··· Data section ···
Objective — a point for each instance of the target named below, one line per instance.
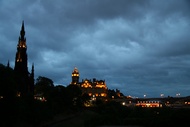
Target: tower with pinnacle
(24, 78)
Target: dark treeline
(27, 111)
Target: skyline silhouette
(138, 47)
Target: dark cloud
(139, 47)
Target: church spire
(22, 32)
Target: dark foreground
(111, 114)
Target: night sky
(141, 47)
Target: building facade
(94, 88)
(25, 79)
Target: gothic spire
(8, 64)
(22, 32)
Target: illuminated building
(25, 79)
(152, 103)
(94, 88)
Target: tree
(44, 86)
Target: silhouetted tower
(75, 76)
(23, 76)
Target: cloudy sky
(141, 47)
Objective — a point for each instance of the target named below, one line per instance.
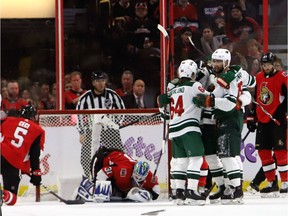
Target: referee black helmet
(97, 75)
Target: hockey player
(184, 131)
(229, 97)
(271, 93)
(22, 140)
(130, 179)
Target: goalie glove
(139, 195)
(35, 177)
(251, 123)
(202, 100)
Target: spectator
(14, 102)
(253, 52)
(153, 10)
(185, 15)
(278, 64)
(219, 23)
(4, 92)
(72, 95)
(209, 43)
(138, 98)
(126, 83)
(240, 28)
(47, 100)
(141, 27)
(183, 48)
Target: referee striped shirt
(109, 99)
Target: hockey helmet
(187, 68)
(140, 171)
(97, 75)
(268, 58)
(222, 54)
(28, 112)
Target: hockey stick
(142, 119)
(246, 135)
(198, 50)
(37, 190)
(68, 202)
(266, 112)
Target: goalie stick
(68, 202)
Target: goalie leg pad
(139, 195)
(103, 191)
(85, 189)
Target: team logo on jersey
(266, 96)
(107, 103)
(123, 172)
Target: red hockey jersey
(18, 134)
(269, 93)
(118, 167)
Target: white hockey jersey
(184, 114)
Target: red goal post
(137, 132)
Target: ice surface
(253, 206)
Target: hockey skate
(215, 198)
(232, 196)
(180, 197)
(284, 189)
(271, 190)
(194, 198)
(253, 188)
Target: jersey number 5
(19, 139)
(177, 108)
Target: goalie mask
(141, 170)
(224, 55)
(187, 68)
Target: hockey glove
(163, 100)
(202, 100)
(251, 123)
(36, 177)
(225, 79)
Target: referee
(99, 97)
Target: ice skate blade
(195, 202)
(179, 202)
(270, 195)
(237, 201)
(215, 201)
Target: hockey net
(72, 137)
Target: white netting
(67, 154)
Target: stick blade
(163, 30)
(74, 202)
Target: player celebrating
(229, 97)
(130, 179)
(271, 94)
(185, 133)
(20, 150)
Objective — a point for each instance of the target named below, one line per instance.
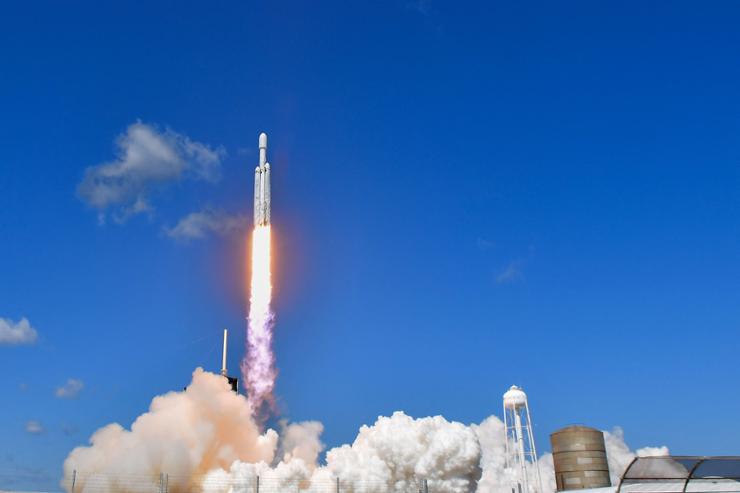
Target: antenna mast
(223, 359)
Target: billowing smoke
(205, 439)
(258, 366)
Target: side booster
(262, 186)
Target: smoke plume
(258, 367)
(206, 440)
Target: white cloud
(511, 274)
(34, 427)
(484, 243)
(198, 225)
(17, 333)
(147, 158)
(69, 390)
···
▶ [The exercise]:
Extract, character for character, every line from the one that holds "Target: jersey number 5" through the end of the entries above. Include both boundary lines and no pictures.

▶ [Answer to this problem]:
Target: jersey number 5
(19, 139)
(177, 108)
Target: goalie mask
(141, 170)
(224, 55)
(187, 68)
Target: hockey glove
(163, 100)
(202, 100)
(251, 123)
(36, 177)
(225, 79)
Target: referee
(99, 97)
Target: ice skate blade
(195, 202)
(179, 202)
(270, 195)
(237, 201)
(215, 201)
Target: hockey net
(72, 137)
Target: white netting
(67, 154)
Target: stick blade
(163, 30)
(74, 202)
Target: player celebrating
(229, 97)
(130, 179)
(271, 94)
(185, 133)
(20, 150)
Objective — a point for each instance of the target named below, one line per instance.
Target: antenna mast
(223, 359)
Target: billowing smoke
(205, 439)
(258, 366)
Target: side booster
(262, 186)
Target: smoke plume
(258, 367)
(206, 440)
Target: white cloud
(511, 274)
(34, 427)
(484, 243)
(198, 225)
(17, 333)
(147, 158)
(69, 390)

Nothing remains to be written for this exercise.